-- START MATERIAL PROVIDED --

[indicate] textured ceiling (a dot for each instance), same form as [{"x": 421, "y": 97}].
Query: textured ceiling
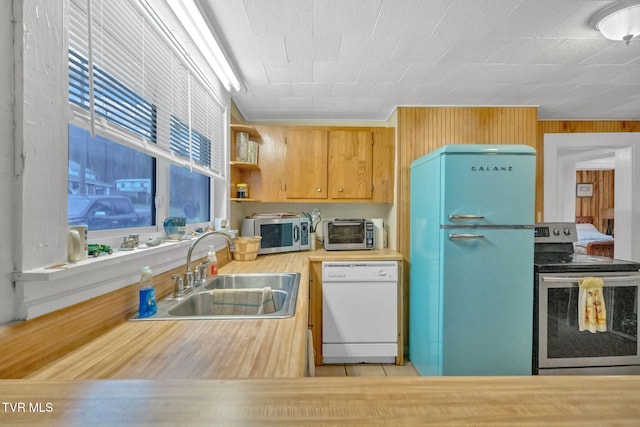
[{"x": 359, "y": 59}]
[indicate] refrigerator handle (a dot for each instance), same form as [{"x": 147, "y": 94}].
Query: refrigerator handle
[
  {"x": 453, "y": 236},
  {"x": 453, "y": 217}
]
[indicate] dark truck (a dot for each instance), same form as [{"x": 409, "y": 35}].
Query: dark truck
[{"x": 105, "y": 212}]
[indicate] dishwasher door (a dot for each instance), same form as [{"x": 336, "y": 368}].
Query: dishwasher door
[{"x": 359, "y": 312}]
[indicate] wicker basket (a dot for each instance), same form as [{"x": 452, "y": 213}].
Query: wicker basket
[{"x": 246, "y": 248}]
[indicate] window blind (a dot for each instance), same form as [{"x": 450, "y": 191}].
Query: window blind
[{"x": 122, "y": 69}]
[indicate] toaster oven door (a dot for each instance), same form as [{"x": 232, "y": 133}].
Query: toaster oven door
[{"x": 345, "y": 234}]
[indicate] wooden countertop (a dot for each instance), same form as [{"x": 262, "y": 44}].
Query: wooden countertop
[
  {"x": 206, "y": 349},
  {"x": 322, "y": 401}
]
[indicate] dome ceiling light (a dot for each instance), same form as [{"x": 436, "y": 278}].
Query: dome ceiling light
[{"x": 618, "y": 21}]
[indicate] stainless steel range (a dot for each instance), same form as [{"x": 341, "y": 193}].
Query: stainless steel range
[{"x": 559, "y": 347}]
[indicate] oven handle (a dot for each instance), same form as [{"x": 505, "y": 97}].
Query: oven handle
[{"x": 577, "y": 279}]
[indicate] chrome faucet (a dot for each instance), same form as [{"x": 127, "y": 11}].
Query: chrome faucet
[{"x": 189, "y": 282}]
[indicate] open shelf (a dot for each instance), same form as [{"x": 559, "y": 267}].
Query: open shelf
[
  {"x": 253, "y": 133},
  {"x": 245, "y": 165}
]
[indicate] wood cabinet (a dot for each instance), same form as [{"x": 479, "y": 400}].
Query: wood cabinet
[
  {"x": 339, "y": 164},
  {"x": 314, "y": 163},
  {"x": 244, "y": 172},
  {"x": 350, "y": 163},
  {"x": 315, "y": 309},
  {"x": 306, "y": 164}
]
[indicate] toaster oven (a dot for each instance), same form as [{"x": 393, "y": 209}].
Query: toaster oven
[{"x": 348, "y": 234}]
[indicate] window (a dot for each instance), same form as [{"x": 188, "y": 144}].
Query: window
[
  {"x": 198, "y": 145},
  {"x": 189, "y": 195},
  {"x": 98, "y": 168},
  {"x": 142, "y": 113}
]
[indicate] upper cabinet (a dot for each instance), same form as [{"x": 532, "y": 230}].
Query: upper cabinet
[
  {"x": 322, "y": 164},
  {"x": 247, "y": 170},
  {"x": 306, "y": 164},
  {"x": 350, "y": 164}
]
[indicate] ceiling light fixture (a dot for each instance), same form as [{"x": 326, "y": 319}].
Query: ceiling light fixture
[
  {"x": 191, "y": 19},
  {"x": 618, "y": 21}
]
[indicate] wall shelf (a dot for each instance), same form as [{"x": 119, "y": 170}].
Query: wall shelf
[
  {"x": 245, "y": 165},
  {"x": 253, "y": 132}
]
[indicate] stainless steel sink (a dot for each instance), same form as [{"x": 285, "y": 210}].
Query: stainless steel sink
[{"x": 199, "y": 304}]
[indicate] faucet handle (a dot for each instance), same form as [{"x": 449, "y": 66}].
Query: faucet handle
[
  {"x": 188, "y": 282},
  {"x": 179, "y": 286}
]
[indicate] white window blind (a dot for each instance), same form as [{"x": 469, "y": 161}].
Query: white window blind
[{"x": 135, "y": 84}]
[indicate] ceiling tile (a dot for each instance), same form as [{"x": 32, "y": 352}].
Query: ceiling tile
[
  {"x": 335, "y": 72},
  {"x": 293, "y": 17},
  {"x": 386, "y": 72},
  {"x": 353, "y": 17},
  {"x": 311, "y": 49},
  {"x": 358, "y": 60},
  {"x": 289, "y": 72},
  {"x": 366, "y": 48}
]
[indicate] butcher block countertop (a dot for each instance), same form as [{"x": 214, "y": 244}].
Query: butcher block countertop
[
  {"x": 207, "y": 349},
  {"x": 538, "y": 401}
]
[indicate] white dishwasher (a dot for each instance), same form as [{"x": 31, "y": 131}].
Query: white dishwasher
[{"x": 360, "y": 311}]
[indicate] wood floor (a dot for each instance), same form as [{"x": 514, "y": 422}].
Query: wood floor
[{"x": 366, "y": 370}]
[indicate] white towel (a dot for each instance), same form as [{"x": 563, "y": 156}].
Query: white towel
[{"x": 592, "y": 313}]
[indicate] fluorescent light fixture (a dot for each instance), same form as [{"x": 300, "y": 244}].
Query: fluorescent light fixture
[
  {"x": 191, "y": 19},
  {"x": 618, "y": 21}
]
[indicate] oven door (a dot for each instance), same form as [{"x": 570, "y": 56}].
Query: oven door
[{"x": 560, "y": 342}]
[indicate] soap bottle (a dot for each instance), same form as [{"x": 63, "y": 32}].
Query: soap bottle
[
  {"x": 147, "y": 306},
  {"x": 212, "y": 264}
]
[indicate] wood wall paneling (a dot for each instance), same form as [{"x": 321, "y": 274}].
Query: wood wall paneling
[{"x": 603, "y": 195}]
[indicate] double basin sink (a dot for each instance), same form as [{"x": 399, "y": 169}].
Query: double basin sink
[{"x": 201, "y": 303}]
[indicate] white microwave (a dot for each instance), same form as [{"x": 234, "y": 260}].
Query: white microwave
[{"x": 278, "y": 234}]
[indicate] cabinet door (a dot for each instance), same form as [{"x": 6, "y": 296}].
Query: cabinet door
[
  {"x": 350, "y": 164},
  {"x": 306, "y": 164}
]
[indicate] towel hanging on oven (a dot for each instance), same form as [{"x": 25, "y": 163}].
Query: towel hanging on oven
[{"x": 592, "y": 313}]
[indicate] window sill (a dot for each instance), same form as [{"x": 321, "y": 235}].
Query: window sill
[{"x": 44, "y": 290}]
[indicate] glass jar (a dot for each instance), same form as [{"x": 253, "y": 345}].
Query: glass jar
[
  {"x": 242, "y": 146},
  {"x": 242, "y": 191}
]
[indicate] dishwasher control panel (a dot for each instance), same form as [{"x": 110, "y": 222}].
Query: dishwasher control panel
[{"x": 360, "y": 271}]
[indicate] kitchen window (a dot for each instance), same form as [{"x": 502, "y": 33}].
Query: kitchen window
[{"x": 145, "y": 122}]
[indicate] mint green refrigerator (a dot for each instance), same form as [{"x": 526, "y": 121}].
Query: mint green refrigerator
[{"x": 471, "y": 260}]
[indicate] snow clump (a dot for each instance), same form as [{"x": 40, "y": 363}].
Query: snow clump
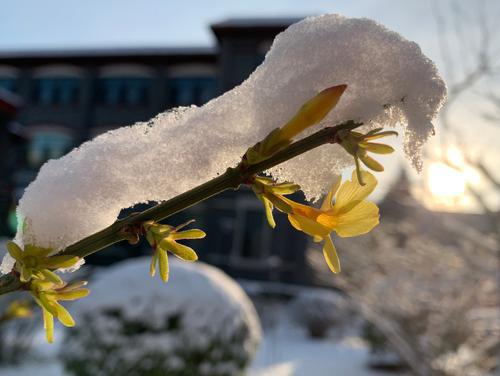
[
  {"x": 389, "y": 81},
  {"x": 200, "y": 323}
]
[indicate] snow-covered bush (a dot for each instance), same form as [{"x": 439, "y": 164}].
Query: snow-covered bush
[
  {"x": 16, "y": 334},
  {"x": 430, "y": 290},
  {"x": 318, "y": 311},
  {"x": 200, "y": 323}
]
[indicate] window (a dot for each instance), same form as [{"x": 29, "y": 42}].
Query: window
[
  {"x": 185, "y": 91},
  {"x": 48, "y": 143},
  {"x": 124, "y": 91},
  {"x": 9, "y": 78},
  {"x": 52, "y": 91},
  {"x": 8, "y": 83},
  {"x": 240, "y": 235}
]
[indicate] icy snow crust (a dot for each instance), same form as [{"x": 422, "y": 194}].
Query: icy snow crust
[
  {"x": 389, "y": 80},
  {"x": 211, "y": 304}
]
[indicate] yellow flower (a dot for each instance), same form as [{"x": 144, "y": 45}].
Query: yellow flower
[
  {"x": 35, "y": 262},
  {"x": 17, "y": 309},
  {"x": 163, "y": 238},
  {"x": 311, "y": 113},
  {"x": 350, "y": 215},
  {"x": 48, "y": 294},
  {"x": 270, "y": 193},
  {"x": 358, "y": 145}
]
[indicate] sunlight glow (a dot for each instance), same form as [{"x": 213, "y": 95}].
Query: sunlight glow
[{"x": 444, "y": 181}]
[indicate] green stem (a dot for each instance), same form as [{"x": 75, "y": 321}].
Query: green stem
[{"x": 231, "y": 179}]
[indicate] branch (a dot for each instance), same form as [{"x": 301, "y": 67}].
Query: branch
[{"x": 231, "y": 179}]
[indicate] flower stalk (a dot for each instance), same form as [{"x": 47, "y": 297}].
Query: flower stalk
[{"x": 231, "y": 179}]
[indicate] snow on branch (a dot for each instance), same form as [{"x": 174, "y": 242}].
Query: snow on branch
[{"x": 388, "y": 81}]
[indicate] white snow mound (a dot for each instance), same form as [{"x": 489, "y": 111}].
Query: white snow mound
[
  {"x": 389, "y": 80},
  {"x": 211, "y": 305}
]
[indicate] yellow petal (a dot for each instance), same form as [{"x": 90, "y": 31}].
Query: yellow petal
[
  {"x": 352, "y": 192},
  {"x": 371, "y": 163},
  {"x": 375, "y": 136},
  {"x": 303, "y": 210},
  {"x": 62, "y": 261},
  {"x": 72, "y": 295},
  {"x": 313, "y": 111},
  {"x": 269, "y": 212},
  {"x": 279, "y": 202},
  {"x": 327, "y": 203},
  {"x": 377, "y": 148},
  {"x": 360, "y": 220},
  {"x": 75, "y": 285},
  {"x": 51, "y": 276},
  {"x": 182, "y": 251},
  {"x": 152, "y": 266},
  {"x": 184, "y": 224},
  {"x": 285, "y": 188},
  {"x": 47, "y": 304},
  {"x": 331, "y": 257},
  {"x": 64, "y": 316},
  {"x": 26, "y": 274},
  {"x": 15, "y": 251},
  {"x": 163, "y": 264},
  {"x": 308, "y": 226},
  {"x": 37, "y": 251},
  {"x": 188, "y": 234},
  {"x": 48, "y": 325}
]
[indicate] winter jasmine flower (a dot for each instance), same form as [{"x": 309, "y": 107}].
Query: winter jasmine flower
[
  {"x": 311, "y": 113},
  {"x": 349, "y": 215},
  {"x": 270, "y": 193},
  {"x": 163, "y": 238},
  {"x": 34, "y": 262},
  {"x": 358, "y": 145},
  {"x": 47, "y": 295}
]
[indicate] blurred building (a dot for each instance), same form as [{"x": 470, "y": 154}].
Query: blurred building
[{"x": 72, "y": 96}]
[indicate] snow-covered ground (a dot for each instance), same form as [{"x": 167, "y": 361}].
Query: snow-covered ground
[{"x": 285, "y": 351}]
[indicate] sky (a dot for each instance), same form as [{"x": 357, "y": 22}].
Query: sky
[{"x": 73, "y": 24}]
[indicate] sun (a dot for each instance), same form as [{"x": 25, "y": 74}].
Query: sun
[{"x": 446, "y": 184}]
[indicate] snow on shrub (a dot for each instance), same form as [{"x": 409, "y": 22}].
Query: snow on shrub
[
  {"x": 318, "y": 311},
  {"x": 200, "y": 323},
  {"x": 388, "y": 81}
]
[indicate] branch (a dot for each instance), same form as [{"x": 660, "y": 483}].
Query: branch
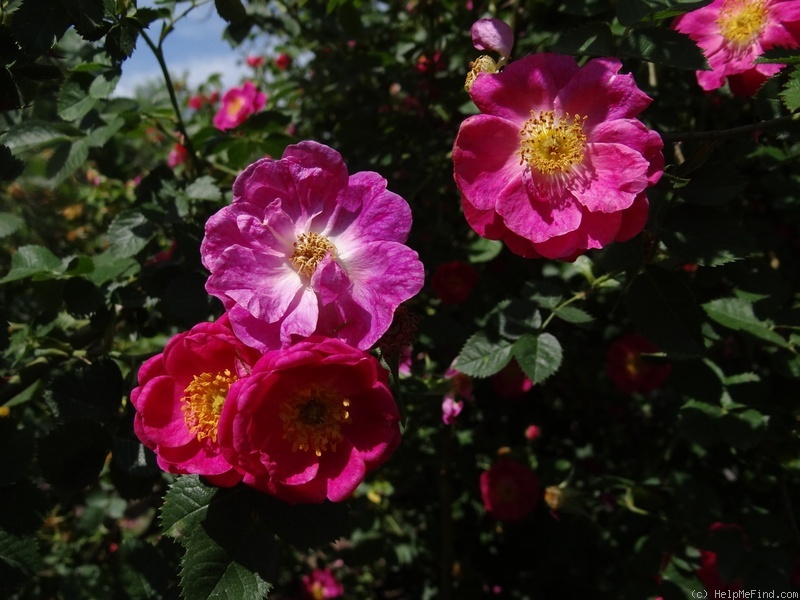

-- END MATERIAL PROVIDED --

YOUR TASK: Write out again the lines from the one with "[indicate] blurred building" through the end of the records exactly, without any of the pictures.

PROBLEM SOLUTION:
[indicate] blurred building (a dot for each instance), same form as [{"x": 470, "y": 154}].
Query: blurred building
[{"x": 72, "y": 96}]
[indicate] snow-covered ground (a dot for each instance), same form as [{"x": 167, "y": 361}].
Query: snow-covered ground
[{"x": 285, "y": 351}]
[indicate] sky (a dot for each instance), same form as [{"x": 357, "y": 22}].
Query: sky
[{"x": 73, "y": 24}]
[indicate] sun (a dot for each instance), same form as [{"x": 25, "y": 74}].
Query: sun
[{"x": 446, "y": 184}]
[indicate] snow on shrub (a dot for each instance), same form as [{"x": 409, "y": 22}].
Query: snow on shrub
[
  {"x": 318, "y": 311},
  {"x": 200, "y": 323},
  {"x": 388, "y": 81}
]
[indicate] branch (a dot for each instance), same form as [{"x": 660, "y": 483}].
Query: branch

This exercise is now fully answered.